*DATASET*
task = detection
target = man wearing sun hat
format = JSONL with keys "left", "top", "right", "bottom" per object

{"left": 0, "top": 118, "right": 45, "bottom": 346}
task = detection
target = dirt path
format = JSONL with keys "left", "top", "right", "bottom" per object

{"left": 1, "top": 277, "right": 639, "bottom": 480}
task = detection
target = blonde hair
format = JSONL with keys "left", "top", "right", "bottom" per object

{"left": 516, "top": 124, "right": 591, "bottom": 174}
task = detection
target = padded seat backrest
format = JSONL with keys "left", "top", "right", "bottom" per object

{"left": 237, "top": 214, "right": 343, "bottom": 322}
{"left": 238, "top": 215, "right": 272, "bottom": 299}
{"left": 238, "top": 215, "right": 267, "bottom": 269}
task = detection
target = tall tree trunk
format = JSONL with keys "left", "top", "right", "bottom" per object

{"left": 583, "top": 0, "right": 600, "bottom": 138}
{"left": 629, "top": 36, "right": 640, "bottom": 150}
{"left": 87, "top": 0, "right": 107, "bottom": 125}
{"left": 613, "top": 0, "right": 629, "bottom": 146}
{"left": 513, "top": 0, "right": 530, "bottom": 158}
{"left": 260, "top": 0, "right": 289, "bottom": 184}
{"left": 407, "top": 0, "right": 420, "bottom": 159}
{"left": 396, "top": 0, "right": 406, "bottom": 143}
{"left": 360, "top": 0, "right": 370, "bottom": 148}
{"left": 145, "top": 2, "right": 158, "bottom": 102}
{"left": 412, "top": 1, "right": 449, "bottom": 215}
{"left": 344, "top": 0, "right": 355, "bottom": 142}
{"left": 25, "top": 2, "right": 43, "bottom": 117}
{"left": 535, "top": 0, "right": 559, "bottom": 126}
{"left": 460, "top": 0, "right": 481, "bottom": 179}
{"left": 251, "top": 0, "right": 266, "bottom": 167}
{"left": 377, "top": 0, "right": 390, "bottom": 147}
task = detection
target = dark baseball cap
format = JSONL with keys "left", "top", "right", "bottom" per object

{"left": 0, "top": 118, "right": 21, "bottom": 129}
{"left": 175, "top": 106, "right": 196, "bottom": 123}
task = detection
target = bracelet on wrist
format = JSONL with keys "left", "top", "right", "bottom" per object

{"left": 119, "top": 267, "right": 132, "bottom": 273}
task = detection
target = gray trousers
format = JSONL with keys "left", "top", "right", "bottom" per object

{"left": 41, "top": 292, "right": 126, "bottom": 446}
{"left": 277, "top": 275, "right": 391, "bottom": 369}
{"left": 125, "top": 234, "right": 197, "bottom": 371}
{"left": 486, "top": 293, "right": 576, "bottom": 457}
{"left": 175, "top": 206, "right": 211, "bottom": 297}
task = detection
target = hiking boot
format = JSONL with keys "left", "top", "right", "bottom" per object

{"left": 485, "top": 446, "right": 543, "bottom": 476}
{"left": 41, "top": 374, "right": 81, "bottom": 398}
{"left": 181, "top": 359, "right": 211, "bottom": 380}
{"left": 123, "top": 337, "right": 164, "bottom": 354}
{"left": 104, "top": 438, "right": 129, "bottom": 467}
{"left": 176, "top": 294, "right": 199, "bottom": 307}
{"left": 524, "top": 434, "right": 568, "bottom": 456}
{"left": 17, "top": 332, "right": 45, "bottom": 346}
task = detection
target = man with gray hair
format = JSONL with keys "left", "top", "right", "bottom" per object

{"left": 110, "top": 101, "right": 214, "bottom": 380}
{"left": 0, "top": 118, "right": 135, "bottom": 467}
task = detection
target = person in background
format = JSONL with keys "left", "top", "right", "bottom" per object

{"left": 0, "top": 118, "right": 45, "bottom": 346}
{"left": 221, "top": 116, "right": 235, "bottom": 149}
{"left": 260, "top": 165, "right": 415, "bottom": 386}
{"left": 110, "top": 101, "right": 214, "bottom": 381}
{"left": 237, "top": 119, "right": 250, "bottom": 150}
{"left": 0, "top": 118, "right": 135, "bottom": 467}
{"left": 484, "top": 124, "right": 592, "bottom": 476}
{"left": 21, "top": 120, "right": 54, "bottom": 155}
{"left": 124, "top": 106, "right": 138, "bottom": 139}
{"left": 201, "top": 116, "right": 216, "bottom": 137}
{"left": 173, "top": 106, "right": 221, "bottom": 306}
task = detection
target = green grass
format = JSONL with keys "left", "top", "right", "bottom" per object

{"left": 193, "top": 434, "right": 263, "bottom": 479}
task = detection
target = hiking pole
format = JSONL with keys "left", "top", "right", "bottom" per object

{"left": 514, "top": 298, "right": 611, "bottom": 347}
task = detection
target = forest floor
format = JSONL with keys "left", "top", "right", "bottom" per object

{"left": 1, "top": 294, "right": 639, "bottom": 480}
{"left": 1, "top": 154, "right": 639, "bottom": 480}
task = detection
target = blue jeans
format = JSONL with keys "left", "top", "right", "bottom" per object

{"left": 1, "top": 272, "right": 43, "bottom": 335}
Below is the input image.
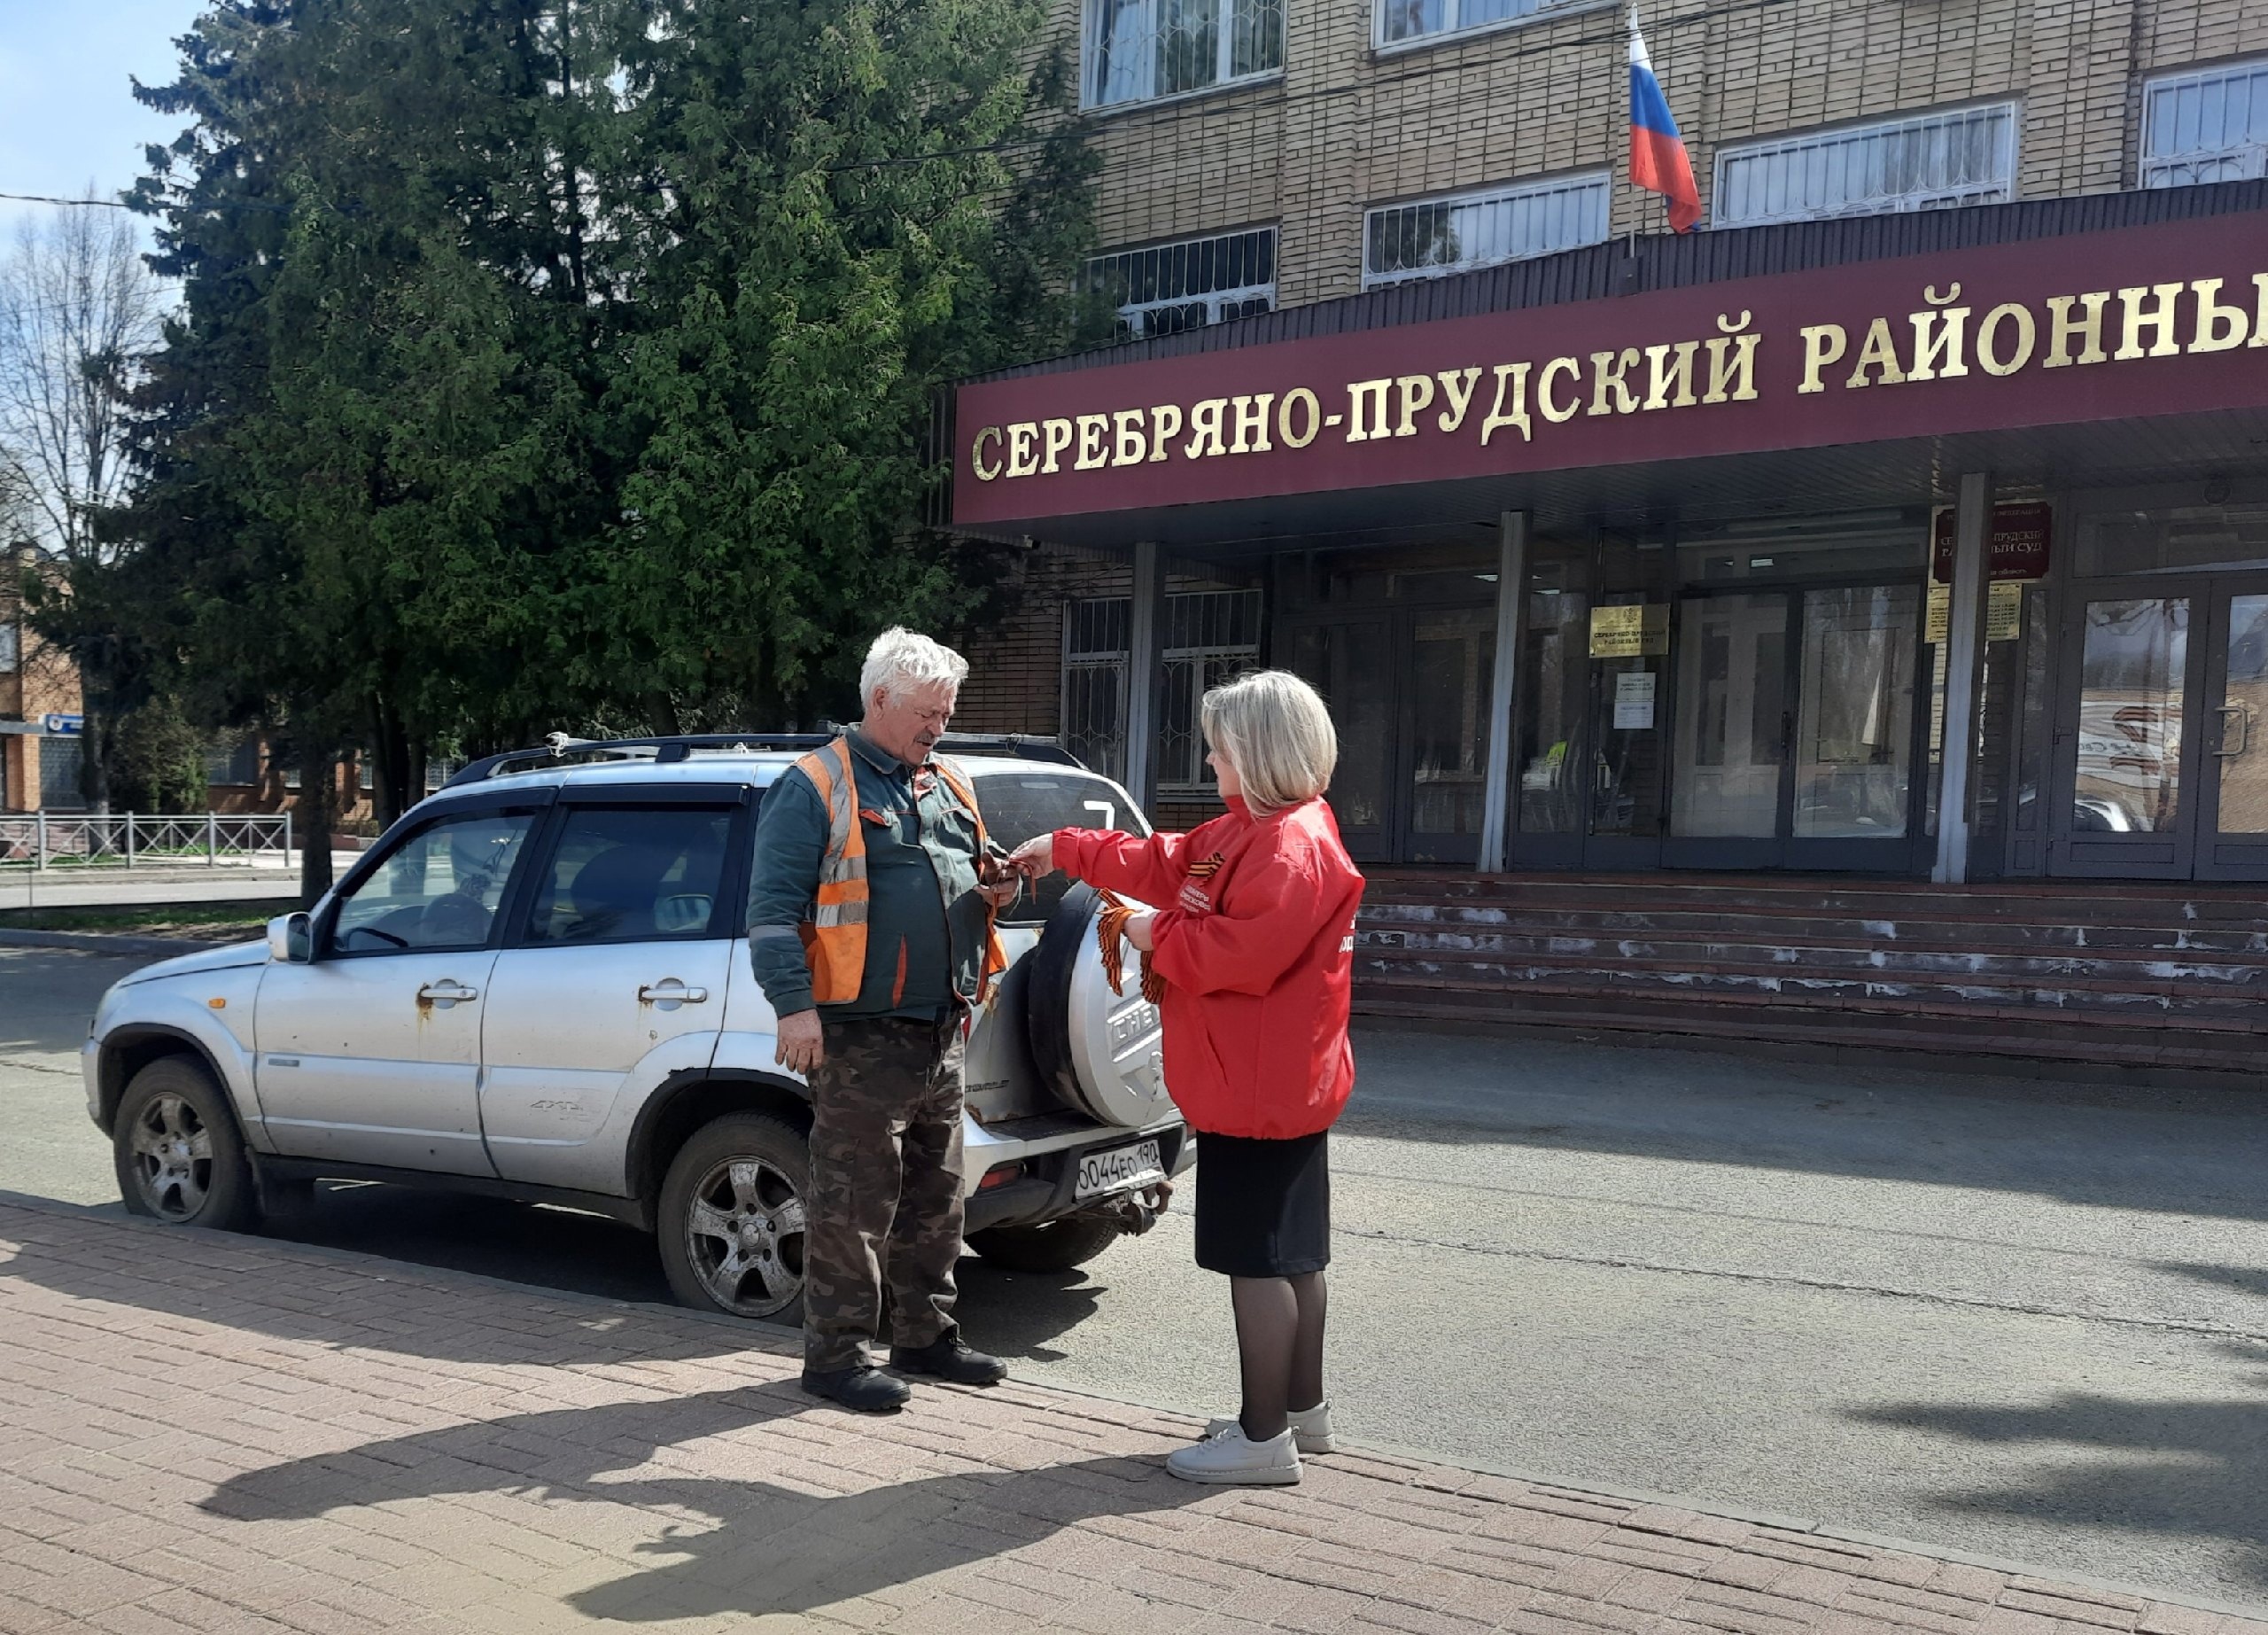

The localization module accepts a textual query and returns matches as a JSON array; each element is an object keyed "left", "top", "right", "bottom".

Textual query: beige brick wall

*YOUR GOAL*
Find the line with "target = hiking pole" in the entries above. Retype it and each line after it, exactly, through the line with "target = forest floor", and stop there.

*COMPLETED EXERCISE*
target = hiking pole
format = JSONL with keys "left", "top", "right", "bottom" per object

{"left": 514, "top": 298, "right": 611, "bottom": 347}
task = detection
target = forest floor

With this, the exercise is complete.